Start of MATERIAL PROVIDED
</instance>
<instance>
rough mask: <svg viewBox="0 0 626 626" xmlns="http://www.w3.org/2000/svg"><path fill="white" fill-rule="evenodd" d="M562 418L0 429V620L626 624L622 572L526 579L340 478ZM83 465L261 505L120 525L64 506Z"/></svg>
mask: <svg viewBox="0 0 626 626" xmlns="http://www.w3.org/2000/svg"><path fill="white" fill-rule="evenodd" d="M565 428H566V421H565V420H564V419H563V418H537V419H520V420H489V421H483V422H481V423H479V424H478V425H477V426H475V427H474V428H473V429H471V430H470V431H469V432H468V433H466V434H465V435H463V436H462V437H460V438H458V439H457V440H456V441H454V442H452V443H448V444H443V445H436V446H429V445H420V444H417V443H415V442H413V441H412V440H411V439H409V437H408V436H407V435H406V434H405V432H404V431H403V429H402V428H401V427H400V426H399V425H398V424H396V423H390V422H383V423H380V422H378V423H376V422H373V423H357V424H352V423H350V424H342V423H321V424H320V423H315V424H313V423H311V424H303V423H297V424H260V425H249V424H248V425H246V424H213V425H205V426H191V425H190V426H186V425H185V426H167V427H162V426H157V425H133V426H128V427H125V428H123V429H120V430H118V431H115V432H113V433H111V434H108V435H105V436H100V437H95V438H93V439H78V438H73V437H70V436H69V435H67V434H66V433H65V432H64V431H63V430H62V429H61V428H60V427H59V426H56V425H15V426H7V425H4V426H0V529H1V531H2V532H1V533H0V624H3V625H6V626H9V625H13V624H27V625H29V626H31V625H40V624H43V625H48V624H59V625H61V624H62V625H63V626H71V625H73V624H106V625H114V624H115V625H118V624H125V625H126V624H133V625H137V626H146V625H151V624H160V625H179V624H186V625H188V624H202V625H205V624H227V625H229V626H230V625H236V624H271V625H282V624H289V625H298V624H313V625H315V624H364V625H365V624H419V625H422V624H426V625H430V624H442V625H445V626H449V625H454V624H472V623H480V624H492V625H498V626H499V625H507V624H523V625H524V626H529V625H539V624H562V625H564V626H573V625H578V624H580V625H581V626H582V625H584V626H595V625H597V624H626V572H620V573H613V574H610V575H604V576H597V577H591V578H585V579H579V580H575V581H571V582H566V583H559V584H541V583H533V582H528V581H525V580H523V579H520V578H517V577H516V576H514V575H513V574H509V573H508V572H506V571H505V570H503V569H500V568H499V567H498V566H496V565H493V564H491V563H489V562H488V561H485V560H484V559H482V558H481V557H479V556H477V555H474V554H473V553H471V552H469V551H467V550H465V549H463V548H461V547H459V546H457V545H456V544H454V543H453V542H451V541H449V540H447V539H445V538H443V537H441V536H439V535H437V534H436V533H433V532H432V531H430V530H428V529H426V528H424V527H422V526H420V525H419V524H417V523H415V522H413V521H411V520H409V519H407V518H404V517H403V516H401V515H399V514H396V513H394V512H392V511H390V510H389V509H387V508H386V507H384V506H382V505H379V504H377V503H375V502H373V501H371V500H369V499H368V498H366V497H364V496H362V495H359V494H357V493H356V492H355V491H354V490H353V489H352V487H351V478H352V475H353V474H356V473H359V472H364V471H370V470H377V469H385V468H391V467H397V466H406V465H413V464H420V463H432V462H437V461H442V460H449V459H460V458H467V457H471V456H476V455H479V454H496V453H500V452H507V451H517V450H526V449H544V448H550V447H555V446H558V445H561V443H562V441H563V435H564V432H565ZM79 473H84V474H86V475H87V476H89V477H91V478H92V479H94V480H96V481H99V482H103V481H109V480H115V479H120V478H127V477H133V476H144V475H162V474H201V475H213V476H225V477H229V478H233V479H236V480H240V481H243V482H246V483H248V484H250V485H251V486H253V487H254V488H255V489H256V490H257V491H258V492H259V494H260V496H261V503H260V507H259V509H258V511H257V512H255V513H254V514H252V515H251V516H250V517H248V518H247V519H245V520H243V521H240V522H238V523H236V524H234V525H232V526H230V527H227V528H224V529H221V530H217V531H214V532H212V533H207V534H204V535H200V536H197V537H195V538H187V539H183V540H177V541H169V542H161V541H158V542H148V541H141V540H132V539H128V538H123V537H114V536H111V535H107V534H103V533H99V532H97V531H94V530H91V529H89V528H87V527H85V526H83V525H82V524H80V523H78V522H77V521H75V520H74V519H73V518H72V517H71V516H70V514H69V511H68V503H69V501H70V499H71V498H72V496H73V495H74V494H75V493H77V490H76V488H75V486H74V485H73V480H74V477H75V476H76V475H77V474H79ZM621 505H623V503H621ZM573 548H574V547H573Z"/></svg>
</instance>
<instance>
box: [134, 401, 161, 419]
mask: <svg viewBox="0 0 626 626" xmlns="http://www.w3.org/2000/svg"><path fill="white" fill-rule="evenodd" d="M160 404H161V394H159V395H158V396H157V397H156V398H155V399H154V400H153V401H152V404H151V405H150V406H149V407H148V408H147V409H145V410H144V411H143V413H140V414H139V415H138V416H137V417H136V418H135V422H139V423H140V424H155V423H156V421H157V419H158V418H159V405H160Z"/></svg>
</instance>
End of MATERIAL PROVIDED
ASSIGNED TASK >> Print out every record again, exactly and in full.

ANSWER SPACE >>
</instance>
<instance>
rough mask: <svg viewBox="0 0 626 626" xmlns="http://www.w3.org/2000/svg"><path fill="white" fill-rule="evenodd" d="M562 418L0 429V620L626 624L622 572L526 579L340 478ZM83 465L261 505L120 525L64 506Z"/></svg>
mask: <svg viewBox="0 0 626 626" xmlns="http://www.w3.org/2000/svg"><path fill="white" fill-rule="evenodd" d="M565 428H566V421H565V420H564V419H563V418H537V419H520V420H489V421H483V422H481V423H479V424H478V425H477V426H475V427H474V428H473V429H471V430H470V431H469V432H468V433H466V434H465V435H463V436H462V437H460V438H458V439H457V440H456V441H454V442H452V443H448V444H443V445H436V446H429V445H420V444H417V443H415V442H413V441H412V440H411V439H409V437H408V436H407V435H406V434H405V432H404V431H403V429H402V428H401V427H400V426H399V425H398V424H396V423H390V422H383V423H380V422H378V423H376V422H373V423H357V424H352V423H350V424H342V423H321V424H320V423H315V424H313V423H311V424H303V423H297V424H260V425H249V424H248V425H246V424H213V425H205V426H191V425H190V426H186V425H185V426H167V427H162V426H157V425H133V426H128V427H125V428H123V429H120V430H118V431H115V432H113V433H111V434H108V435H105V436H100V437H95V438H93V439H78V438H73V437H70V436H69V435H67V434H66V433H65V432H64V431H63V430H62V429H61V428H60V427H59V426H56V425H15V426H7V425H4V426H0V529H1V531H2V532H1V533H0V624H3V625H6V626H9V625H13V624H27V625H29V626H31V625H40V624H43V625H48V624H59V625H61V624H62V625H63V626H71V625H73V624H106V625H114V624H115V625H118V624H125V625H126V624H133V625H137V626H146V625H151V624H160V625H179V624H186V625H188V624H202V625H205V624H227V625H229V626H230V625H236V624H271V625H282V624H289V625H298V624H313V625H315V624H364V625H365V624H419V625H422V624H426V625H430V624H442V625H445V626H449V625H454V624H472V623H480V624H492V625H498V626H499V625H507V624H523V625H524V626H529V625H539V624H562V625H564V626H573V625H578V624H580V625H581V626H582V625H584V626H595V625H597V624H626V572H620V573H613V574H610V575H604V576H597V577H591V578H585V579H579V580H575V581H571V582H566V583H559V584H541V583H533V582H528V581H525V580H523V579H520V578H517V577H516V576H514V575H513V574H509V573H508V572H506V571H505V570H503V569H500V568H499V567H498V566H496V565H493V564H491V563H489V562H488V561H485V560H484V559H482V558H481V557H479V556H477V555H474V554H473V553H471V552H469V551H467V550H465V549H463V548H461V547H459V546H457V545H456V544H454V543H453V542H451V541H449V540H447V539H445V538H443V537H441V536H439V535H437V534H436V533H433V532H432V531H430V530H428V529H426V528H424V527H422V526H420V525H419V524H417V523H415V522H413V521H411V520H409V519H407V518H404V517H403V516H401V515H399V514H396V513H394V512H392V511H390V510H389V509H387V508H386V507H384V506H382V505H379V504H377V503H375V502H373V501H371V500H369V499H368V498H366V497H364V496H362V495H359V494H357V493H356V492H355V491H354V490H353V489H352V487H351V478H352V475H353V474H356V473H359V472H364V471H370V470H377V469H385V468H391V467H397V466H406V465H413V464H420V463H432V462H437V461H442V460H449V459H460V458H467V457H471V456H476V455H479V454H496V453H500V452H507V451H517V450H526V449H544V448H550V447H555V446H558V445H561V443H562V441H563V435H564V432H565ZM79 473H84V474H86V475H87V476H89V477H91V478H92V479H94V480H96V481H99V482H103V481H109V480H115V479H120V478H127V477H133V476H144V475H162V474H201V475H213V476H225V477H229V478H233V479H236V480H240V481H243V482H246V483H248V484H250V485H251V486H253V487H254V488H255V489H256V490H257V491H258V492H259V494H260V496H261V503H260V507H259V509H258V511H257V512H255V513H254V514H252V515H251V516H250V517H248V518H247V519H245V520H243V521H240V522H238V523H236V524H234V525H232V526H230V527H227V528H224V529H221V530H217V531H214V532H212V533H207V534H204V535H200V536H197V537H195V538H187V539H183V540H177V541H169V542H161V541H158V542H148V541H141V540H132V539H128V538H123V537H114V536H111V535H107V534H103V533H99V532H97V531H94V530H91V529H89V528H87V527H85V526H83V525H82V524H80V523H78V522H77V521H75V520H74V519H73V518H72V517H71V516H70V514H69V511H68V503H69V501H70V499H71V498H72V496H73V495H74V494H75V493H77V490H76V488H75V486H74V485H73V480H74V477H75V476H76V475H77V474H79ZM621 505H623V503H621ZM573 548H574V547H573Z"/></svg>
</instance>
<instance>
box: [134, 401, 161, 419]
mask: <svg viewBox="0 0 626 626" xmlns="http://www.w3.org/2000/svg"><path fill="white" fill-rule="evenodd" d="M160 404H161V394H159V395H158V396H157V397H156V398H155V399H154V400H153V401H152V404H151V405H150V406H149V407H148V408H147V409H145V410H144V411H143V413H140V414H139V415H138V416H137V417H136V418H135V422H139V423H140V424H155V423H156V421H157V419H158V418H159V405H160Z"/></svg>
</instance>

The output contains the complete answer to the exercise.